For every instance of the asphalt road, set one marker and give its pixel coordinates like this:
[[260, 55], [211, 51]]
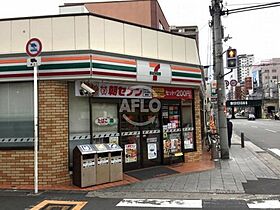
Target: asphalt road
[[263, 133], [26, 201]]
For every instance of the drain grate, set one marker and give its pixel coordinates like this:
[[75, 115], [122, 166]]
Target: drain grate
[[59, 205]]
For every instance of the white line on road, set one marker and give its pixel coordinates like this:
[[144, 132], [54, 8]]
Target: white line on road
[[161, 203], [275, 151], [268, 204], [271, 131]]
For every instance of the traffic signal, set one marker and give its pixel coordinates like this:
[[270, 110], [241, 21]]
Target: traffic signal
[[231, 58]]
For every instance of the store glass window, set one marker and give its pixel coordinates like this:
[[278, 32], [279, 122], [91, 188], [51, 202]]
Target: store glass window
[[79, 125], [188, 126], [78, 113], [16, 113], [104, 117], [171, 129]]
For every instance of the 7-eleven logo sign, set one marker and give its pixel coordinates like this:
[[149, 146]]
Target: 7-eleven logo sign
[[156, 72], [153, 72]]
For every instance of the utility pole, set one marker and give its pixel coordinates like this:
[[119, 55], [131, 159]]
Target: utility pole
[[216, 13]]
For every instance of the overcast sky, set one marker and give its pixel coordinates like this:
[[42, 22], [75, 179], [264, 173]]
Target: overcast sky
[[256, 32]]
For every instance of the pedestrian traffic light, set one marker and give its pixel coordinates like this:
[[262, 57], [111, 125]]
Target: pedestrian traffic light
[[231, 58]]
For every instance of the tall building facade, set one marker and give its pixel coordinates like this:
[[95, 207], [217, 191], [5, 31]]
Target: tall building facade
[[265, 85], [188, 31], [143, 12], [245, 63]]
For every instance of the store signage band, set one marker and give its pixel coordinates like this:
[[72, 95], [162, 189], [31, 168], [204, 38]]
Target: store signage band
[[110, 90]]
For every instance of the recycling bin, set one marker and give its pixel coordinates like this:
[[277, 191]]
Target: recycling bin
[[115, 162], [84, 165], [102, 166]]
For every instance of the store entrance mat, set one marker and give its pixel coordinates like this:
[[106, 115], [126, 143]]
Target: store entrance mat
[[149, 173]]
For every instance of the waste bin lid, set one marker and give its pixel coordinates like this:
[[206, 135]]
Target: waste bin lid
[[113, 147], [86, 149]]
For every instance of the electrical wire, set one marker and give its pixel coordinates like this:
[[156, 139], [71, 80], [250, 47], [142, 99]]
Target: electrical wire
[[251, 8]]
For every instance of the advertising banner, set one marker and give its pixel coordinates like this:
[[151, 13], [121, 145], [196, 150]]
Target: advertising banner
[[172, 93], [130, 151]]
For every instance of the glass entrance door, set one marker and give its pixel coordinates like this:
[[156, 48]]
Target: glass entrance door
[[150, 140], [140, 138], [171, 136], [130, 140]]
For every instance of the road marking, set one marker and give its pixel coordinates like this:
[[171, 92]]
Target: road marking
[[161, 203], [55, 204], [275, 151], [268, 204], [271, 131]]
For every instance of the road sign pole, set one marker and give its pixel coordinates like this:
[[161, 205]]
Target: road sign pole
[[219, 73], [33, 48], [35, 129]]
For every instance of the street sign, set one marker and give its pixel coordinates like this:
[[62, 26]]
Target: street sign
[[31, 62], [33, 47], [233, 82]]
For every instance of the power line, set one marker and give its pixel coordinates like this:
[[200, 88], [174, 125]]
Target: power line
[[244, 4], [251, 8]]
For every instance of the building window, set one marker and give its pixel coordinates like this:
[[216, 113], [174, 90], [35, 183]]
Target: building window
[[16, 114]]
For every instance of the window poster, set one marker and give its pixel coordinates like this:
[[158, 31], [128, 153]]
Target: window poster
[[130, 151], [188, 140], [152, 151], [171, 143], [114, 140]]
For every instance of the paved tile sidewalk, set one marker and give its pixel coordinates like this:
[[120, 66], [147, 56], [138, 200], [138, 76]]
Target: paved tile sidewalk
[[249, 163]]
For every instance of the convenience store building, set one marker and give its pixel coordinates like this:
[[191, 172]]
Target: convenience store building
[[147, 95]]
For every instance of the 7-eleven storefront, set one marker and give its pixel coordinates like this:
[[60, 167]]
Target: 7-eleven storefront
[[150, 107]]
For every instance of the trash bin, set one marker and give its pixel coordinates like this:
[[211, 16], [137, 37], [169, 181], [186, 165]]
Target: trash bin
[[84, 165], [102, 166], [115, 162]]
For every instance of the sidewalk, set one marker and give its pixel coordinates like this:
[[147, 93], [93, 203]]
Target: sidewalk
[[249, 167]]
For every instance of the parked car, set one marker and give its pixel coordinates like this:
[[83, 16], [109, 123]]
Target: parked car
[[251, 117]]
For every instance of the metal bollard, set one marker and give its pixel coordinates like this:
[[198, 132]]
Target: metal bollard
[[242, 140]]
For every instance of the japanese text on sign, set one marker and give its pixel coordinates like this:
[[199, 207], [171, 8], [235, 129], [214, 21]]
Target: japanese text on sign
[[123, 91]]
━━━━━━━━
• **Your objective**
Could you copy all the entries above word for word, leaving out the pictures?

• **Answer to this exercise**
For every instance of the asphalt road, set one marker and give its pixel coordinates like this:
[[260, 55], [211, 51]]
Target: asphalt road
[[263, 133], [26, 201]]
For every instance of the drain grate, set one marker and give its pixel coordinates like this:
[[75, 115], [122, 166]]
Target: drain grate
[[59, 205]]
For every instance of the white line on road, set one marker and give its pixel coordinates like this:
[[144, 132], [54, 8]]
Target: white line on road
[[161, 203], [275, 151], [268, 204], [271, 131]]
For every instance of the traffic signal, set one marker and give its pixel coordinates like this:
[[270, 110], [241, 21]]
Target: traffic signal
[[231, 58]]
For every instance of the store glass window, set one marker and give its pixel coordinates like this:
[[278, 32], [279, 122], [91, 188], [51, 202]]
Target: store glass window
[[79, 125], [188, 126], [78, 113], [16, 113], [104, 117], [171, 129]]
For every instance of the 7-eleven logo sign, set one marker and give its pixel coordinates like this:
[[149, 146]]
Target: 7-eleven logo sign
[[156, 72], [153, 72]]
For every instance of the utility pole, set one marker and give its pixel coordinates like this:
[[119, 55], [131, 159]]
Target: utility pole
[[216, 13]]
For every instance of the overcast sky, set one marker and give its pixel coordinates like this:
[[42, 22], [75, 179], [264, 173]]
Target: overcast sky
[[256, 32]]
For every instance of the pedestrian traffic light, set one marker and give its pixel coordinates like this:
[[262, 57], [111, 125]]
Target: pedestrian traffic light
[[231, 58]]
For every instance of the tall building facade, set one marker and give its pixel coordinates like this:
[[95, 207], [217, 191], [5, 31]]
Target: tall building facade
[[265, 85], [188, 31], [143, 12], [245, 63]]
For every instance of the store signage band, set one marker and give its pixel coordinates like this:
[[72, 95], [162, 189], [31, 168], [204, 38]]
Target: store signage band
[[110, 90]]
For every instance of the recycling bin, set one marker and give its pixel coordinates like this:
[[277, 191]]
Target: recycling bin
[[115, 162], [84, 165], [102, 166]]
For every instance of the store entrance mat, set one marker and give its pixel coordinates like this:
[[106, 115], [126, 143]]
Target: store entrance mat
[[149, 173]]
For every instance of the waste bin lid, set one marker and give its pixel coordinates like this:
[[206, 135]]
Target: waste bin lid
[[113, 147], [86, 149]]
For every instance of the electrical wire, set one marker and give its pixel coordinates like this:
[[156, 139], [71, 80], [250, 47], [142, 99]]
Target: electrical wire
[[251, 8]]
For every instance of the advertising banner, set one marker and give its pixel coordinates like this:
[[151, 13], [121, 145], [196, 150]]
Target: advertising banner
[[172, 93], [130, 151]]
For every instance of the glass entrance door, set one marker and give its pixel coordinates like this:
[[156, 48]]
Target: glass entrance door
[[150, 140], [140, 138], [171, 136], [130, 140]]
For every instance of the road marking, set one marker and give its pixel coordinates like this:
[[171, 92]]
Target: road marking
[[161, 203], [55, 204], [275, 151], [268, 204], [271, 131]]
For every instance of the road sign pole, set one marker and give its pixel coordinates like this:
[[161, 205]]
Target: road sign pole
[[219, 73], [33, 48], [35, 129]]
For every instance of the street sign, set one marker and give its pixel coordinates like this:
[[62, 26]]
Target: street sign
[[31, 62], [33, 47], [233, 82]]
For every instance of the power line, set one marker and give its pixel coordinates like this:
[[200, 88], [174, 125]]
Target: power line
[[244, 4], [251, 8]]
For every instance of the building window, set one marker and give its pixel coordinates like this:
[[216, 113], [174, 90], [35, 183]]
Target: building window
[[16, 114]]
For every instance of the window poster, set one marker and give its pixel coordinates like this:
[[158, 31], [128, 153]]
Target: window poster
[[130, 151], [188, 140], [152, 151], [171, 143], [114, 140]]
For every instance of the paved tile sidewalk, set one marker and give its pixel coordinates like this:
[[120, 66], [147, 56], [138, 200], [138, 76]]
Target: paved tile sidewalk
[[249, 163]]
For every instance of the convenience store building, set one marker and give its pixel coordinates like this:
[[191, 172]]
Target: convenience store building
[[147, 95]]
For every instance of the 7-eleven storefront, set one marker and give its pixel coordinates like this:
[[60, 167]]
Target: 7-eleven storefront
[[150, 107]]
For every instance of the trash bin, set one marker and give its pixel coordinates like this:
[[211, 16], [137, 37], [169, 181], [186, 165]]
Target: trash bin
[[84, 165], [102, 166], [115, 162]]
For every instance of the sidewalk, set one marker and give its pixel coordinates like this:
[[147, 93], [93, 203]]
Target: sidewalk
[[249, 167]]
For every instance of the parked car, set one marker and give its pixel coordinates like this:
[[83, 16], [109, 123]]
Target: parked car
[[251, 117]]
For every instance of the metal bollard, set one marker and give its pixel coordinates like this:
[[198, 132]]
Target: metal bollard
[[242, 140]]
For every instance of the japanese text on sign, set one marker and give its pixel coordinates like this:
[[199, 207], [171, 8], [235, 129], [214, 21]]
Target: japanese text on sign
[[123, 91]]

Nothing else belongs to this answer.